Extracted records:
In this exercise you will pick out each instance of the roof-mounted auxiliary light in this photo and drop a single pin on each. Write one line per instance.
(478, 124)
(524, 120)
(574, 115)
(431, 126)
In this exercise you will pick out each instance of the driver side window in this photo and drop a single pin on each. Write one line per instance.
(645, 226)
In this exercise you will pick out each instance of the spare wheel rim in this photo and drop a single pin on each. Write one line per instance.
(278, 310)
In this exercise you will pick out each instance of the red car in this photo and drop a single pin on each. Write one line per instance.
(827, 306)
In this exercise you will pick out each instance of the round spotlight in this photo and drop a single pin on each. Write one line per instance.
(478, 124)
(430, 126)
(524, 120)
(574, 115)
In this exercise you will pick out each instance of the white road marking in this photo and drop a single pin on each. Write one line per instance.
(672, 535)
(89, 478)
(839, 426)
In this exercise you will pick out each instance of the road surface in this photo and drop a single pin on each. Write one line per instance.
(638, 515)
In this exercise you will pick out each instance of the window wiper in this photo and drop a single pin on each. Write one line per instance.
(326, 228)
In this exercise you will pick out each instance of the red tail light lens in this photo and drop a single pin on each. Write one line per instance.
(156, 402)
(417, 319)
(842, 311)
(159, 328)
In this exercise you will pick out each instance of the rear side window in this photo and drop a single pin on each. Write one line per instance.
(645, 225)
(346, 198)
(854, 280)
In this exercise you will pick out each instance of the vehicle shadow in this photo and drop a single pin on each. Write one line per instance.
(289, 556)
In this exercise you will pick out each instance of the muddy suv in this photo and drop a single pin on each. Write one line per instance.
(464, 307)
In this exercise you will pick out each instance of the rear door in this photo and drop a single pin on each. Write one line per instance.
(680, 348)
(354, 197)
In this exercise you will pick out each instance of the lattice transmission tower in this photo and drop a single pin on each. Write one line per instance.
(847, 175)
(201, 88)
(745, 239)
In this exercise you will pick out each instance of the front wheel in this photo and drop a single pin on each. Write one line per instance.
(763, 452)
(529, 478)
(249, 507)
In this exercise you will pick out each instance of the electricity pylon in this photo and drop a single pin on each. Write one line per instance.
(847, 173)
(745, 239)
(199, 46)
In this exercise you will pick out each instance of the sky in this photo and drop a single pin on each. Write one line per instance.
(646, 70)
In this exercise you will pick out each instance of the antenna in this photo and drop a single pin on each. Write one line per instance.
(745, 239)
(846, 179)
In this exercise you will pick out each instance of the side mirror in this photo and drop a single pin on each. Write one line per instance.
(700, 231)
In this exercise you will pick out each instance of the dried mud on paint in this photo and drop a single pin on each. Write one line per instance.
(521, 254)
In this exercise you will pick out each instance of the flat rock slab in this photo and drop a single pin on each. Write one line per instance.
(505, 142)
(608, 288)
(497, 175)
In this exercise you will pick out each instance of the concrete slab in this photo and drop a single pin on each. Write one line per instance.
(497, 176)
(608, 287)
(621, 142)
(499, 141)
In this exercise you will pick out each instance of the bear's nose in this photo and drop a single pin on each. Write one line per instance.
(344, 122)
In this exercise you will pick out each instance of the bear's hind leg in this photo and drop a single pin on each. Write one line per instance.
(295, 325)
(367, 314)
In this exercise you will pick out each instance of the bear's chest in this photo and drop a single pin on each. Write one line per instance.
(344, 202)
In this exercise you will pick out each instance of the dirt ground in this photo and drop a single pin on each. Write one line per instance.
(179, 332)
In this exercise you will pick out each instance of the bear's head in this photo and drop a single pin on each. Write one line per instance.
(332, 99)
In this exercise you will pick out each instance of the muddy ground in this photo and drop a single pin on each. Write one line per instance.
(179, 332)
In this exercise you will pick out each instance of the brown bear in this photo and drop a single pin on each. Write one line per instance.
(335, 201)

WHAT YOU WILL DO
Rewrite as a numbered list the lines from the one containing "of the dirt" through the final line above, including both ends and leaving out any blank lines.

THE ANSWER
1. In this exercise you will pick out each instance of the dirt ground in this photo and drop a single pin on each. Write one line per instance.
2. (179, 332)
3. In this exercise you will pick out each instance of the bear's head in this photo and drop a single pin on each. Write one line per instance.
4. (332, 99)
5. In this exercise you will pick out each instance of the muddy ground in this photo and drop a single pin on each. Write one line per instance.
6. (179, 332)
7. In this exercise you will pick out each instance of the brown bear in this photo and drop a single pin on each. Write one line per instance.
8. (335, 201)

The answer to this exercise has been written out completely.